Your goal —
Reproduce every one of the following lines verbatim, leaving out the pictures.

Entries for location identification:
## Begin

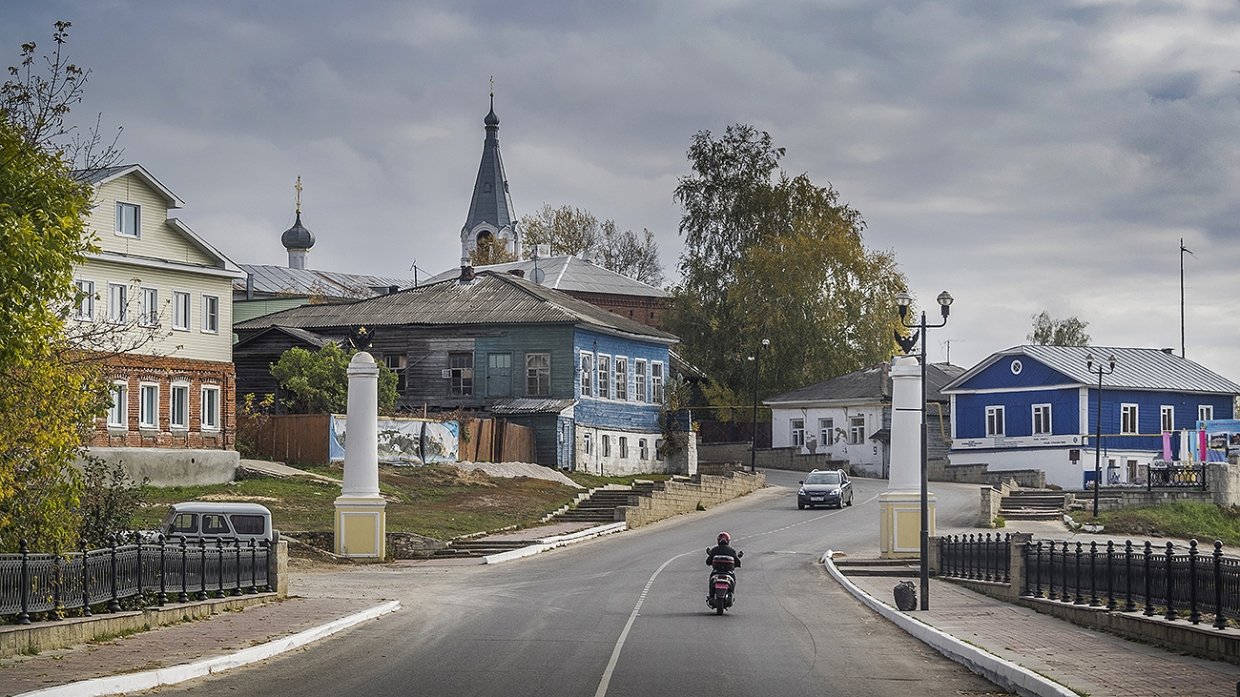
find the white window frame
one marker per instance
(84, 306)
(604, 367)
(122, 218)
(996, 421)
(118, 303)
(1040, 419)
(208, 408)
(210, 314)
(118, 413)
(640, 383)
(179, 401)
(1130, 418)
(827, 432)
(621, 377)
(148, 404)
(180, 310)
(856, 430)
(149, 315)
(587, 373)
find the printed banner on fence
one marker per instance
(404, 442)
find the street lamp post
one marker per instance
(1098, 439)
(753, 442)
(903, 300)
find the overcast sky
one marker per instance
(1024, 156)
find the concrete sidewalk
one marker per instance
(1036, 654)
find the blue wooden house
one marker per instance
(587, 381)
(1037, 407)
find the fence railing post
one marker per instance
(1194, 615)
(24, 617)
(1220, 620)
(114, 603)
(1171, 593)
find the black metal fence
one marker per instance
(1155, 581)
(140, 573)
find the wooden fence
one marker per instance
(303, 439)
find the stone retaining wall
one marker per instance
(682, 496)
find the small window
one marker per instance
(621, 378)
(181, 310)
(185, 522)
(128, 220)
(656, 382)
(587, 373)
(1042, 419)
(83, 308)
(118, 414)
(826, 432)
(1129, 414)
(856, 430)
(797, 433)
(179, 407)
(215, 523)
(604, 377)
(150, 308)
(210, 408)
(995, 422)
(148, 406)
(639, 381)
(118, 303)
(210, 314)
(247, 523)
(537, 375)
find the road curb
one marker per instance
(172, 675)
(1007, 675)
(553, 542)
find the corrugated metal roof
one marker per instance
(283, 280)
(489, 299)
(868, 383)
(530, 406)
(1135, 368)
(571, 274)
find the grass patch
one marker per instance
(1204, 522)
(437, 501)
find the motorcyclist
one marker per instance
(723, 559)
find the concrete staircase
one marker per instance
(1033, 505)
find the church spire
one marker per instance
(490, 211)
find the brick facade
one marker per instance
(137, 370)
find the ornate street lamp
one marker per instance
(1098, 439)
(753, 442)
(903, 300)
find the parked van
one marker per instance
(211, 520)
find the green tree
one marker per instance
(568, 230)
(316, 382)
(1047, 331)
(774, 257)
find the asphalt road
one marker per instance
(626, 615)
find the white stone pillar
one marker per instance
(361, 520)
(900, 505)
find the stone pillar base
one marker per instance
(361, 527)
(900, 523)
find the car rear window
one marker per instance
(247, 523)
(823, 478)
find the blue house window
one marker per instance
(995, 426)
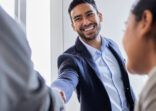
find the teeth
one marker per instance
(89, 28)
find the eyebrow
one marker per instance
(90, 11)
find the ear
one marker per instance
(73, 26)
(146, 22)
(100, 16)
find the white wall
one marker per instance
(115, 13)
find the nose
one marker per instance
(86, 21)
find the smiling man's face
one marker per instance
(86, 21)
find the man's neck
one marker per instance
(96, 43)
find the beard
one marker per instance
(83, 36)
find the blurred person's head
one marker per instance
(86, 19)
(140, 37)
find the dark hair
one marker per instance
(74, 3)
(143, 5)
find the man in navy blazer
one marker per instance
(94, 65)
(21, 87)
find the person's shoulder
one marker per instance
(110, 41)
(147, 97)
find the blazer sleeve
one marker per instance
(68, 75)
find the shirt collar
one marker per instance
(95, 53)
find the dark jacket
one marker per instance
(91, 92)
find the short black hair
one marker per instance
(143, 5)
(74, 3)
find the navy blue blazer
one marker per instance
(91, 93)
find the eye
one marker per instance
(90, 14)
(77, 18)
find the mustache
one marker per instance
(83, 27)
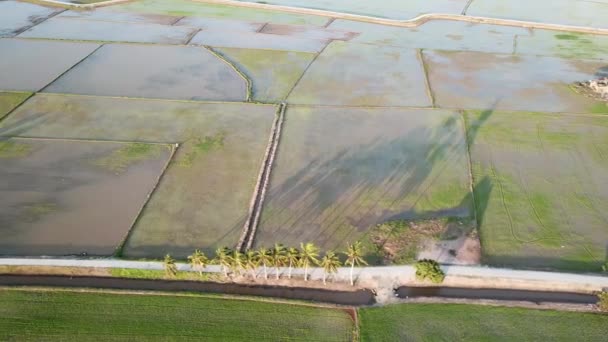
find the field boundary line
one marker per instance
(118, 252)
(267, 173)
(465, 128)
(427, 80)
(38, 22)
(400, 275)
(67, 5)
(160, 99)
(89, 140)
(191, 36)
(16, 107)
(253, 203)
(247, 79)
(413, 22)
(70, 68)
(466, 7)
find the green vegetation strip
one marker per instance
(457, 322)
(74, 316)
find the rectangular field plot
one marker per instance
(541, 189)
(189, 8)
(29, 65)
(437, 34)
(203, 197)
(393, 9)
(95, 30)
(340, 172)
(565, 12)
(82, 316)
(66, 197)
(108, 14)
(170, 72)
(391, 77)
(16, 16)
(472, 80)
(273, 73)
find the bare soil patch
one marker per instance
(452, 241)
(595, 89)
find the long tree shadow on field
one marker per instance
(330, 201)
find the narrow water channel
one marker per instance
(354, 298)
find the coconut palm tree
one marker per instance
(252, 262)
(265, 258)
(354, 256)
(293, 258)
(170, 267)
(198, 261)
(309, 254)
(222, 257)
(330, 264)
(237, 261)
(279, 257)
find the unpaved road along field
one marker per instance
(448, 139)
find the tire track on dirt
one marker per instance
(257, 200)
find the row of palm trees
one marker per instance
(238, 263)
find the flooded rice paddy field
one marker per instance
(341, 171)
(73, 197)
(542, 188)
(385, 126)
(202, 199)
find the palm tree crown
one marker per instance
(293, 258)
(309, 254)
(265, 258)
(279, 257)
(170, 267)
(222, 256)
(198, 260)
(354, 256)
(330, 264)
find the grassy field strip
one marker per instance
(458, 322)
(456, 276)
(64, 315)
(271, 300)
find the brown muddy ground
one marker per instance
(62, 197)
(29, 65)
(187, 73)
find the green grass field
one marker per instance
(73, 316)
(455, 322)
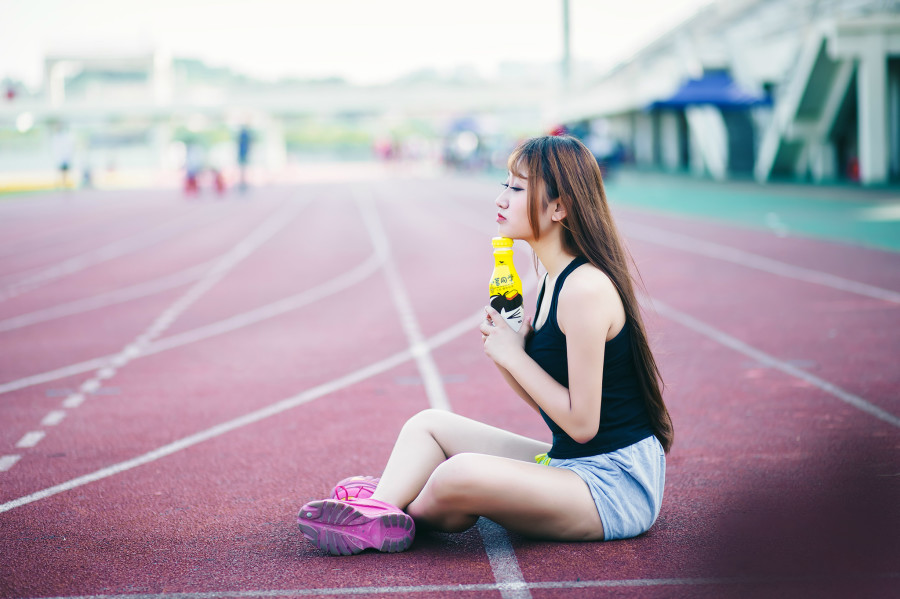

## End

Result of this task —
find the white window frame
one marker per instance
(84, 306)
(604, 367)
(122, 218)
(996, 421)
(118, 303)
(1040, 419)
(208, 408)
(210, 314)
(118, 413)
(640, 383)
(179, 401)
(1130, 418)
(827, 432)
(621, 377)
(148, 404)
(180, 310)
(856, 430)
(149, 315)
(587, 373)
find the printed banner on fence
one marker per instance
(404, 442)
find the street lamp post
one marker per instance
(1098, 439)
(753, 442)
(903, 300)
find the overcast sky
one marker per instance
(1024, 156)
find the concrete sidewalk
one marker per instance
(1036, 654)
find the blue wooden house
one marker per instance
(587, 381)
(1037, 407)
find the fence railing post
one marker per instance
(1194, 615)
(24, 617)
(1220, 620)
(114, 603)
(1171, 593)
find the black metal fence
one marker per instance
(1155, 581)
(140, 573)
find the wooden fence
one marker per instance
(303, 439)
find the stone retaining wall
one marker per instance
(682, 496)
find the small window
one marker per instance
(621, 378)
(181, 310)
(185, 522)
(128, 220)
(656, 382)
(587, 373)
(1042, 419)
(83, 308)
(118, 414)
(826, 432)
(1129, 414)
(856, 430)
(797, 433)
(179, 407)
(215, 523)
(604, 377)
(150, 308)
(210, 408)
(995, 422)
(148, 406)
(639, 381)
(118, 303)
(210, 314)
(247, 523)
(537, 375)
find the road curb
one marker per instance
(172, 675)
(1007, 675)
(553, 542)
find the corrugated metal roof
one marker per instance
(283, 280)
(489, 299)
(868, 383)
(530, 406)
(1135, 368)
(571, 274)
find the grass patch
one marker per instance
(1204, 522)
(437, 501)
find the motorcyclist
one marker per instance
(723, 559)
find the concrete staircase
one marker per instance
(1033, 505)
find the church spire
one marker per instance
(490, 211)
find the brick facade
one marker per instance
(137, 370)
find the ornate street lamp
one marker per instance
(1098, 439)
(753, 442)
(903, 300)
find the parked van
one marker per instance
(211, 520)
find the green tree
one marker per instance
(568, 230)
(316, 382)
(1047, 331)
(774, 257)
find the asphalt road
one marker per instance
(626, 615)
find the white stone pillar
one marker per instance
(361, 520)
(900, 505)
find the stone pillar base
one marker per instance
(361, 527)
(900, 523)
find the car rear window
one marker per instance
(247, 523)
(823, 478)
find the blue house window
one marker per instance
(995, 426)
find the teeth
one marker per instance
(89, 28)
find the eyebrow
one marker per instance
(90, 11)
find the ear
one marker per instance
(73, 26)
(146, 22)
(100, 16)
find the white wall
one marker per instance
(115, 13)
find the nose
one marker per instance
(86, 21)
find the smiling man's face
one marker per instance
(86, 21)
find the man's neck
one marker per instance
(96, 43)
find the beard
one marker per instance
(83, 36)
find the blurred person's head
one marker per instance
(86, 19)
(140, 37)
find the dark hair
one marker per instance
(74, 3)
(143, 5)
find the man in navy blazer
one marker per instance
(94, 65)
(21, 87)
find the person's shoulder
one marker per instance
(110, 41)
(147, 97)
find the blazer sleeve
one marker per instance
(68, 75)
find the shirt collar
one marker per instance
(95, 53)
find the dark jacket
one marker per instance
(91, 92)
find the short black hair
one marker per instance
(143, 5)
(74, 3)
find the navy blue blazer
one marker per instance
(91, 93)
find the eye
one marker per instance
(90, 14)
(77, 18)
find the mustache
one marker per instance
(83, 27)
find the field boundary line
one marker per instance
(118, 252)
(267, 173)
(465, 128)
(427, 80)
(38, 22)
(400, 275)
(67, 5)
(160, 99)
(89, 140)
(191, 36)
(16, 107)
(253, 203)
(247, 79)
(413, 22)
(70, 68)
(466, 7)
find the green vegetation strip
one marker per instance
(457, 322)
(74, 316)
find the rectangular field plot
one marker per instance
(541, 189)
(189, 8)
(29, 65)
(437, 34)
(203, 197)
(393, 9)
(95, 30)
(340, 172)
(565, 12)
(82, 316)
(66, 197)
(108, 14)
(170, 72)
(391, 77)
(16, 16)
(472, 80)
(273, 73)
find the bare soil patch
one marker per instance
(452, 241)
(595, 89)
find the long tree shadow on field
one marker per instance
(330, 201)
find the narrow water channel
one marker per instance
(354, 298)
find the coconut palm tree
one marker per instance
(252, 262)
(265, 258)
(354, 256)
(293, 258)
(170, 267)
(198, 261)
(309, 254)
(222, 257)
(330, 264)
(237, 261)
(279, 257)
find the unpaved road along field
one marker per instance
(448, 139)
find the tire track on dirt
one marker per instance
(257, 200)
find the row of palm trees
one marker per instance
(238, 263)
find the flooded rice paddy field
one marker per instance
(341, 171)
(73, 197)
(542, 188)
(385, 126)
(202, 199)
find the palm tree crown
one marker per instance
(293, 258)
(309, 254)
(265, 258)
(279, 257)
(170, 267)
(222, 256)
(198, 260)
(354, 256)
(330, 264)
find the grassy field strip
one marker per instance
(458, 322)
(456, 276)
(64, 315)
(271, 300)
find the brown muddy ground
one marker per instance
(62, 197)
(29, 65)
(187, 73)
find the green grass field
one marker per instance
(73, 316)
(455, 322)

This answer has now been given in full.